- _GIVEN PASSAGE_:
Because the district court’s findings are reasonably supported by the evidence and are not clearly erroneous, and because those findings support the district court’s conclusions of law, we affirm.

 

FACTS

On 14 August 2001, Everhardt drove his truck through an intersection and struck and killed 29-year-old Kevin Vance as he was crossing the street. This dispute over insurance coverage involves Everhardt’s activities in the days immediately preceding the accident.

 

In July 2001, Everhardt had been in contact with Mahna Sorrell (formerly Mahna Dauer) regarding a potential job. Sorrell was co-owner of Mad Dog Trucking and had leased two trucks to Select, which had a contract to haul materials at a job site for Murphy Rigging & Erecting Company. At some point after the Murphy Rigging job began, Select’s owner, Mark Christensen, told Sorrell that he was in need of another driver. Sorrell thought of Everhardt and mentioned that she knew a driver who was looking for work.

 

 

Sorrell thereafter met with Everhardt and helped him fill out Select’s contractor operating agreement, a copy of which she had obtained from her office. Sorrell testified that she made it clear that Everhardt would be working for Select, not for Mad Dog, and that she delivered the agreement to Select shortly thereafter.

 

Select had four trailers hauling at the Murphy Rigging site. When the job began, there were four drivers at the site, two from Mad Dog and two from Select: Jeremiah Mitchell and Michael LaPlant. Everhardt came to the site with his truck soon after LaPlant stopped driving at the Murphy Rigging site, thereby maintaining the number of drivers at four.

 

Before working at the Murphy Rigging site, Everhardt never met with anyone from Select. Sorrell told him that he could start work on 7 August and what his pay rate would be from Select, and told him to follow a Mad Dog driver to the job site. Everhardt received a Mn/DOT oversized load permit log and Select job tickets on his first day at the job site. But unlike other drivers working for Select, Everhardt never went through a drug screen or background check, never showed Select any evidence of licensing, and never gave Select any information on previous employers.

 

Everhardt hauled materials at the site on 7, 8, and 13 August 2001. On 13 August, someone from Murphy Rigging complained to Select driver Jeremiah Mitchell that Everhardt was driving without placards. Placards are signage placed on a truck’s doors that identify the name of the motor carrier leasing or owning the truck, the carrier’s ICC number, and the truck number. Mitchell contacted Christensen, who told him to instruct Everhardt to go to Select that night after work so that he could sign a contract and obtain placards. Mitchell passed this information on to Everhardt, who did not go to Select that night.

- _EXERCISES TO COMPLETE_:
a) Answer these from the case excerpt:
(i) On what date did Everhardt's truck strike and kill Kevin Vance?
(ii) Who owned Select?
(iii) On which days did Everhardt haul materials at the Murphy Rigging site?
b) Write out the case excerpt's text word for word, beginning at the words "Sorrell thereafter met" and ending after the words "Select shortly thereafter.".

- _EXTRACTED INFORMATION_:

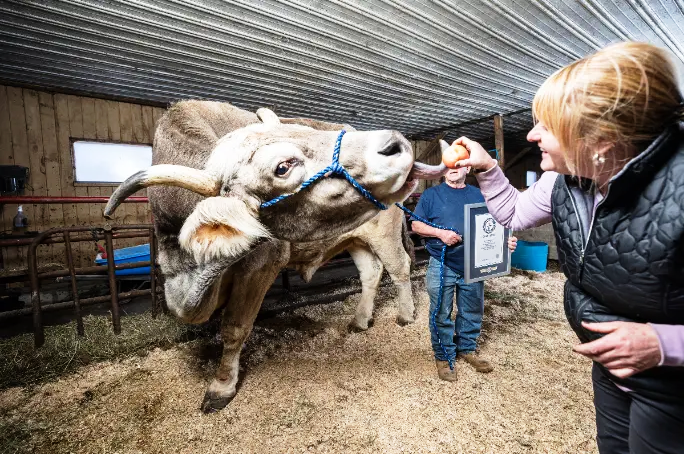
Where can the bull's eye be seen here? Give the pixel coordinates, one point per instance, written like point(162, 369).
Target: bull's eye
point(284, 168)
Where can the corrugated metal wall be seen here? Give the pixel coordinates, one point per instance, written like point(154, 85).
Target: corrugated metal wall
point(407, 65)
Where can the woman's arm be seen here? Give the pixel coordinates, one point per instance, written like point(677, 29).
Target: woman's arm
point(671, 338)
point(510, 207)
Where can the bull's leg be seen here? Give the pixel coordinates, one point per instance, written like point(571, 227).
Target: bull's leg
point(398, 265)
point(247, 294)
point(370, 271)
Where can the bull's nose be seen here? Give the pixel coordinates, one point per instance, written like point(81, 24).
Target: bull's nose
point(394, 145)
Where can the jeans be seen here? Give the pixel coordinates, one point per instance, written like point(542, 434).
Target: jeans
point(630, 423)
point(459, 337)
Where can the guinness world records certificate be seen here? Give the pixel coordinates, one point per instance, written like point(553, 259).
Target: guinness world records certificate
point(486, 245)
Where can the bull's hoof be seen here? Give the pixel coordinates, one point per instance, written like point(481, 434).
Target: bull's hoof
point(358, 327)
point(403, 320)
point(214, 402)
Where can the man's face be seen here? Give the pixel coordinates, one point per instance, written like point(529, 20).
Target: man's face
point(457, 176)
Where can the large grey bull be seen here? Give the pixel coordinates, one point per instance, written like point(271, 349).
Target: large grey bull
point(215, 164)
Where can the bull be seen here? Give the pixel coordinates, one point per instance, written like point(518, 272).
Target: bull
point(213, 167)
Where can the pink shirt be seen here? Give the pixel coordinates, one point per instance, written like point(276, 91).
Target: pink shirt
point(531, 208)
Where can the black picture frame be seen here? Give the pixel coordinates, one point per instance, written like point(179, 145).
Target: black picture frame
point(485, 269)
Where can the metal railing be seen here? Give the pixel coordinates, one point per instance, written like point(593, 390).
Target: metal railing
point(108, 233)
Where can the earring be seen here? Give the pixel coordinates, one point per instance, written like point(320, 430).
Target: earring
point(599, 159)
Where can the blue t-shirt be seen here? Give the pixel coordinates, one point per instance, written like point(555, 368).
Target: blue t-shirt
point(444, 205)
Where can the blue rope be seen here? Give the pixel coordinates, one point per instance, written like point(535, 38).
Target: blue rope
point(333, 169)
point(336, 169)
point(438, 306)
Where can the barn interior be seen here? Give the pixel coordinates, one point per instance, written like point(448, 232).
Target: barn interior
point(95, 73)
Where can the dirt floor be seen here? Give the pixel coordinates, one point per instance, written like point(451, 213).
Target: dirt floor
point(309, 386)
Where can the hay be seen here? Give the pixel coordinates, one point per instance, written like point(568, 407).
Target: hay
point(64, 351)
point(309, 386)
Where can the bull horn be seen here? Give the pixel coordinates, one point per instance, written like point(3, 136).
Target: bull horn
point(267, 116)
point(195, 180)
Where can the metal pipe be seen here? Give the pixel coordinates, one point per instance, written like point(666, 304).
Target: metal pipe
point(20, 200)
point(109, 245)
point(74, 288)
point(27, 241)
point(153, 271)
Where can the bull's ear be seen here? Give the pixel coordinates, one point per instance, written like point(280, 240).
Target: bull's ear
point(267, 116)
point(221, 228)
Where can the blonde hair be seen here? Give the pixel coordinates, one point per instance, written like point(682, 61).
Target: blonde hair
point(624, 95)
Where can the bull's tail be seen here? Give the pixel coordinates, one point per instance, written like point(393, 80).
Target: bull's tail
point(407, 241)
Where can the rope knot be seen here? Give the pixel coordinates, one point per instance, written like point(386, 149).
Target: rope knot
point(336, 168)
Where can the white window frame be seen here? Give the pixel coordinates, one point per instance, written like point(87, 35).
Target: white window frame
point(81, 176)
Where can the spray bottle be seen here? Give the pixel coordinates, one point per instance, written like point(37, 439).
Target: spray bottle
point(20, 223)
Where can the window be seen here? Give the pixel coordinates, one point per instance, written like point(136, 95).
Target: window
point(102, 162)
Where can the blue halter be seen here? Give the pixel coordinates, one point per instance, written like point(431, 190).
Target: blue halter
point(333, 169)
point(336, 169)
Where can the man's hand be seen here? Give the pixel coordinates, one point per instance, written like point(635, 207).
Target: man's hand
point(450, 238)
point(627, 347)
point(512, 243)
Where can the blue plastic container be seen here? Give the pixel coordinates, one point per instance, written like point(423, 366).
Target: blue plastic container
point(128, 255)
point(530, 256)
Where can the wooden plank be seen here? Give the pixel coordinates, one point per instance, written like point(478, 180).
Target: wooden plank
point(113, 121)
point(66, 164)
point(36, 157)
point(129, 211)
point(94, 213)
point(126, 119)
point(157, 113)
point(101, 121)
point(55, 213)
point(89, 119)
point(137, 122)
point(148, 124)
point(139, 133)
point(20, 151)
point(9, 255)
point(82, 210)
point(498, 139)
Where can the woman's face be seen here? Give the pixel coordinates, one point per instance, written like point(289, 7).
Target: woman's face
point(552, 157)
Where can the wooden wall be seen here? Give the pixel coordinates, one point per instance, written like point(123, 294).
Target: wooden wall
point(36, 131)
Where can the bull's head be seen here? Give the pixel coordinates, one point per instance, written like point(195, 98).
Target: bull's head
point(259, 162)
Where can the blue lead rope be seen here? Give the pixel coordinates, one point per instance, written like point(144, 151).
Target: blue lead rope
point(336, 169)
point(333, 169)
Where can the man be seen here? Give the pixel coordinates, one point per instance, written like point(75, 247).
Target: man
point(444, 205)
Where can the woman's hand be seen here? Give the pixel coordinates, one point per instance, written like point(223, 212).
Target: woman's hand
point(479, 158)
point(512, 243)
point(627, 347)
point(450, 238)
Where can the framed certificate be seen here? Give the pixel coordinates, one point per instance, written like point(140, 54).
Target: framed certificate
point(486, 245)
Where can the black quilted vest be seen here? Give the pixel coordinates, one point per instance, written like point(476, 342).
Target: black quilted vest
point(629, 263)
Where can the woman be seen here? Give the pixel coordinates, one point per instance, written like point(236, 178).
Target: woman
point(609, 127)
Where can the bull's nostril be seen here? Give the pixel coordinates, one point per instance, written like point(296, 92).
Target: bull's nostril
point(391, 149)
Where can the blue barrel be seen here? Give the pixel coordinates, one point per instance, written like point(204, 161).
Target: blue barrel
point(530, 256)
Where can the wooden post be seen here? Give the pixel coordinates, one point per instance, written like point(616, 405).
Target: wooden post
point(498, 138)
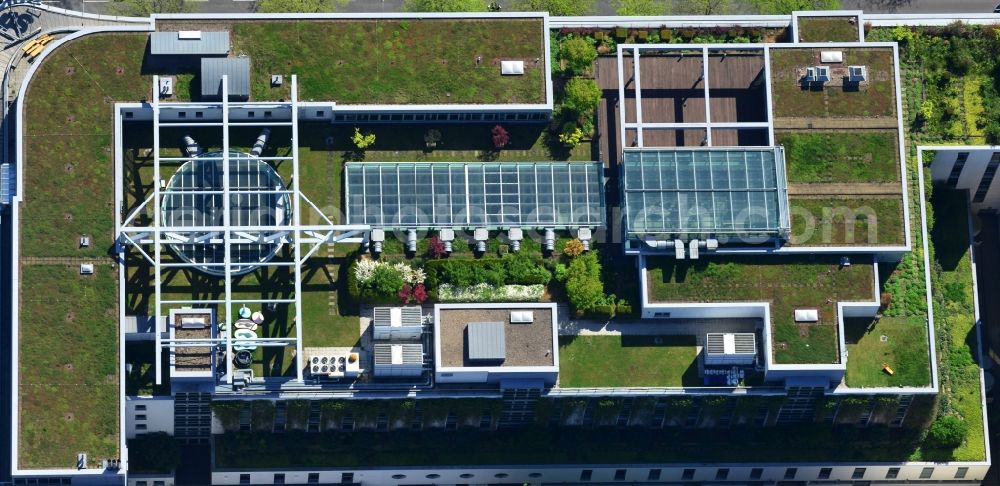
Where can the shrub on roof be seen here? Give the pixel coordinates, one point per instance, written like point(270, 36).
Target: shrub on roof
point(947, 432)
point(579, 53)
point(582, 95)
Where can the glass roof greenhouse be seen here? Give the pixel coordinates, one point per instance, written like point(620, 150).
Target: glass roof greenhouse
point(705, 191)
point(475, 194)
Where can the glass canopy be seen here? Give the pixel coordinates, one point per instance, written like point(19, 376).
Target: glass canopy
point(705, 191)
point(475, 194)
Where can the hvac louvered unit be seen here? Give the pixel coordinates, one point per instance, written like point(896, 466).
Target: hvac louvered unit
point(399, 360)
point(730, 349)
point(398, 323)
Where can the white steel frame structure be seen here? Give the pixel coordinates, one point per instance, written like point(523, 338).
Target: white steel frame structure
point(149, 240)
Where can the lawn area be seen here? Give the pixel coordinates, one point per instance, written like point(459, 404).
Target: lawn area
point(875, 98)
point(788, 283)
point(955, 322)
point(839, 156)
point(846, 221)
point(68, 366)
point(904, 350)
point(68, 333)
point(828, 29)
point(392, 61)
point(68, 169)
point(627, 361)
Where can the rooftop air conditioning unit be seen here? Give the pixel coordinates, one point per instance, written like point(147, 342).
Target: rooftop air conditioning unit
point(856, 74)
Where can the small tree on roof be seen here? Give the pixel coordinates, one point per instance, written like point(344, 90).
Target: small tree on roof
point(500, 137)
point(362, 141)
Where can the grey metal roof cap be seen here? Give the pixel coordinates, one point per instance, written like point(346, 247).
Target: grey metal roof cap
point(486, 341)
point(170, 43)
point(236, 68)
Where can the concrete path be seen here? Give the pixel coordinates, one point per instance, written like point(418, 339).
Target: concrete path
point(845, 189)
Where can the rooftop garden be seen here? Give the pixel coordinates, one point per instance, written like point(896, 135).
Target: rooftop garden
point(788, 283)
point(861, 220)
point(627, 361)
point(68, 366)
point(69, 372)
point(901, 343)
point(813, 156)
point(828, 29)
point(875, 98)
point(392, 61)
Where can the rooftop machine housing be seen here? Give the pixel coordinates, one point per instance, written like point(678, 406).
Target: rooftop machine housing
point(237, 70)
point(494, 343)
point(189, 42)
point(397, 323)
point(701, 193)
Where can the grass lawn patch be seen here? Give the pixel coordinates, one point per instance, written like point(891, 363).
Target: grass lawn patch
point(788, 283)
point(875, 98)
point(955, 322)
point(68, 169)
point(845, 222)
point(626, 361)
point(858, 156)
point(68, 366)
point(904, 350)
point(392, 61)
point(828, 29)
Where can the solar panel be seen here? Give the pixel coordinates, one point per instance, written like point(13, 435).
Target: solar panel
point(475, 194)
point(716, 191)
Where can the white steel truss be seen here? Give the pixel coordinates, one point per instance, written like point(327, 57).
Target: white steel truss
point(148, 240)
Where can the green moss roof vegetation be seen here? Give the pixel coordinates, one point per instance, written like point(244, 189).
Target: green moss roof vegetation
point(396, 61)
point(68, 333)
point(787, 282)
point(874, 99)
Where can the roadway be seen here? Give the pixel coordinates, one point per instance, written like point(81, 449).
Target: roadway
point(604, 7)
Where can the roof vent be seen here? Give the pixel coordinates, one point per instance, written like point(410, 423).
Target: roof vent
point(511, 68)
point(856, 74)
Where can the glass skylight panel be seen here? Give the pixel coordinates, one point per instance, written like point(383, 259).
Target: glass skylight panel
point(704, 191)
point(429, 195)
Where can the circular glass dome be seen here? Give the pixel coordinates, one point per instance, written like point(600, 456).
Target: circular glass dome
point(194, 199)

- _RESULTS FOR THE EXERCISE_:
a)
(i) 14 August 2001
(ii) Mark Christensen
(iii) 7, 8, and 13 August 2001

b)
Sorrell thereafter met with Everhardt and helped him fill out Select’s contractor operating agreement, a copy of which she had obtained from her office. Sorrell testified that she made it clear that Everhardt would be working for Select, not for Mad Dog, and that she delivered the agreement to Select shortly thereafter.